### How to complete this task
When the string "shoe" is part of a line below, that line should be copied.
** Provided data follows **
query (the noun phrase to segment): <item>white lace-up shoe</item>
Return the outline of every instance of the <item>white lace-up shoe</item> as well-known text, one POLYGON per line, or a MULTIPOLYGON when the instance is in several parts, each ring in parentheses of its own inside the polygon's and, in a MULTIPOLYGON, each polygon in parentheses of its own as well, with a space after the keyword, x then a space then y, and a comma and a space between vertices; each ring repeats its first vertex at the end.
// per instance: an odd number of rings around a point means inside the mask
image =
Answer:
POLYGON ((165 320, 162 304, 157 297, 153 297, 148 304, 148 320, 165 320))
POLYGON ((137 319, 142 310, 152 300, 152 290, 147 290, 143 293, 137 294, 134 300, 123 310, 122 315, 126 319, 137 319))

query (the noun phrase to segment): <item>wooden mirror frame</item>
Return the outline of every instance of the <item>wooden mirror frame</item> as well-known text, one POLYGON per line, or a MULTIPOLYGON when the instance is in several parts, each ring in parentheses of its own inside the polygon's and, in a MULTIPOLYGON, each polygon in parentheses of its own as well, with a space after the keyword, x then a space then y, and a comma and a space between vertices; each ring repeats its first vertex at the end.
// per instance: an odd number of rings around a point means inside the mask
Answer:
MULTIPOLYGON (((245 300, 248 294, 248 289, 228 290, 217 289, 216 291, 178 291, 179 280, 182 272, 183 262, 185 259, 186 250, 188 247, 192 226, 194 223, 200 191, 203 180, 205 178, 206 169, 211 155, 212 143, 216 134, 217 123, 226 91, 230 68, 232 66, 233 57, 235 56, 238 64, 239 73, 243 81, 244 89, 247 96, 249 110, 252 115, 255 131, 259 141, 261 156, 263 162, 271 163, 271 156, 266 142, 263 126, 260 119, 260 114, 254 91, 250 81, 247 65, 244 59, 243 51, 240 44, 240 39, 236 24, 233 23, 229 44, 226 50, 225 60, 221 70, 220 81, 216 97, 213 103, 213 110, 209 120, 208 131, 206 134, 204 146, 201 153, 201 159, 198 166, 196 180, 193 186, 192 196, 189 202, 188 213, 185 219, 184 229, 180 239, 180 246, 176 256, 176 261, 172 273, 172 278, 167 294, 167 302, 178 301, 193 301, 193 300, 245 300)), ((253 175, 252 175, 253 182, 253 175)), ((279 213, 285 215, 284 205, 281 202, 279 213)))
** End of Provided data **
** Provided data follows **
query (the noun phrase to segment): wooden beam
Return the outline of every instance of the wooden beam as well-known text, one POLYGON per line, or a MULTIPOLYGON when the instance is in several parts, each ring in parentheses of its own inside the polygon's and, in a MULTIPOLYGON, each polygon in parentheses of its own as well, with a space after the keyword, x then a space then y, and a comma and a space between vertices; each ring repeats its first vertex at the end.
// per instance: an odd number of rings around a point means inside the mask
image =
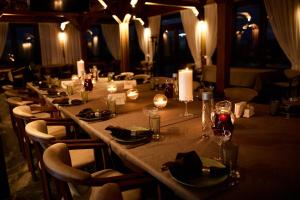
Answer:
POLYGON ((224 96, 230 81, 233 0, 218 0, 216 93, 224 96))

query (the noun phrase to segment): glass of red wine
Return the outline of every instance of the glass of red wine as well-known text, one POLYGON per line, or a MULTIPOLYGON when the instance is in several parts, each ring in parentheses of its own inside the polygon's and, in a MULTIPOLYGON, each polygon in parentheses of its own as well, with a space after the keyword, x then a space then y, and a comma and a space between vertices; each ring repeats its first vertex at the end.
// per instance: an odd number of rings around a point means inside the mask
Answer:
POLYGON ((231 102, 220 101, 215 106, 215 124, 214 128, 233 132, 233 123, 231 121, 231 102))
** End of Provided data **
### Final answer
query (the noun phrase to segment): <item>white lace-up shoe</item>
Return the outline of every instance of the <item>white lace-up shoe</item> as well-known text, one POLYGON per line, or a MULTIPOLYGON when the instance is in several parts, each ring in parentheses of its own inside the polygon's and, in a MULTIPOLYGON, each polygon in parentheses of its own as well, with a space after the keyword, x then a space then y, and a comma and a space between vertices; each ring repeats its first vertex at the end.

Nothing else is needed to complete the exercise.